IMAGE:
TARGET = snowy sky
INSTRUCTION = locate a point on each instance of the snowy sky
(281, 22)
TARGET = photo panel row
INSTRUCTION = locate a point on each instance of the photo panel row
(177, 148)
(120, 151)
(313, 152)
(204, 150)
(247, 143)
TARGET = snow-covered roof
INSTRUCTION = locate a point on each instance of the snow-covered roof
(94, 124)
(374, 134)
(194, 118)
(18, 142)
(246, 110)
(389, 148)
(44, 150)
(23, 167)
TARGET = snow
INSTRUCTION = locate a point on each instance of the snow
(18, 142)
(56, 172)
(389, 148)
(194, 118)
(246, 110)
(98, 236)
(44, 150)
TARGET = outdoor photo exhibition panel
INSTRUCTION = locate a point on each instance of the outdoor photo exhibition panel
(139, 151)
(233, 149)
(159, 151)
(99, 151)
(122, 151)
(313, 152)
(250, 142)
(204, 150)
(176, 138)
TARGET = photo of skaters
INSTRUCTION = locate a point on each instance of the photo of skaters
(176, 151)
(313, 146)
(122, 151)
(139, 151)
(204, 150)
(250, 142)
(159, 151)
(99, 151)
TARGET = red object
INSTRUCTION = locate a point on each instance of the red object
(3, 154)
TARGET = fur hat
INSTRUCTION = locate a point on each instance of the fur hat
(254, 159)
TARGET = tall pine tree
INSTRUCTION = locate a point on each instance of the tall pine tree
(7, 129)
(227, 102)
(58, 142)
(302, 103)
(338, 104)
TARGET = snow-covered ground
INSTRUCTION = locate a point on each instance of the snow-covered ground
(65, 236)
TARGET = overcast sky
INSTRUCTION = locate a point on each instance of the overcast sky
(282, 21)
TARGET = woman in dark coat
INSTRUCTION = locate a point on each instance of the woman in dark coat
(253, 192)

• Stated exercise:
Edit the material above so that each occurrence of "snow-covered roof" reads "snowy rooftop", leaving every other line unchanged.

• Task response:
IMAGE:
TARGET = snowy sky
INSTRUCTION = locate a point on each instance of the snowy sky
(281, 22)
TARGET = photo panel row
INSTRUCTION = locate a point on each instance of the photo panel row
(177, 148)
(120, 151)
(313, 152)
(204, 150)
(247, 143)
TARGET = snowy rooftop
INSTRUCTION = locate a point on each instance of the snowy rooftop
(94, 124)
(374, 134)
(194, 118)
(18, 142)
(246, 110)
(389, 148)
(44, 150)
(23, 167)
TARGET = snow
INSTRUCTION = locate a point on each instance of the snow
(18, 142)
(56, 172)
(389, 148)
(194, 118)
(246, 110)
(98, 236)
(44, 150)
TARGET = outdoor photo exhibition panel
INSTRUCTION = locate a point on each instance of the outdoor photo exhibition panel
(139, 151)
(233, 149)
(159, 151)
(99, 151)
(122, 151)
(313, 152)
(250, 142)
(204, 150)
(176, 138)
TARGET = photo of skaters
INSTRUCTION = locate a point on each instance of the photo of skaters
(176, 151)
(313, 146)
(122, 151)
(139, 151)
(204, 150)
(250, 142)
(159, 151)
(99, 151)
TARGET = red object
INSTRUCTION = locate a point on each instance of the red object
(3, 154)
TARGET = fur hat
INSTRUCTION = locate a point on each instance of the fur hat
(254, 159)
TARGET = tall pine tree
INSTRUCTION = locate a point on each instance of the tall pine tree
(7, 129)
(227, 102)
(58, 142)
(302, 103)
(338, 104)
TARGET = snow-covered ground
INSTRUCTION = locate a point on each instance of the snow-covered ground
(65, 236)
TARGET = overcast sky
INSTRUCTION = locate a point on each instance of the overcast sky
(282, 21)
TARGET = woman in dark coat
INSTRUCTION = locate a point on each instance of the woman in dark coat
(253, 192)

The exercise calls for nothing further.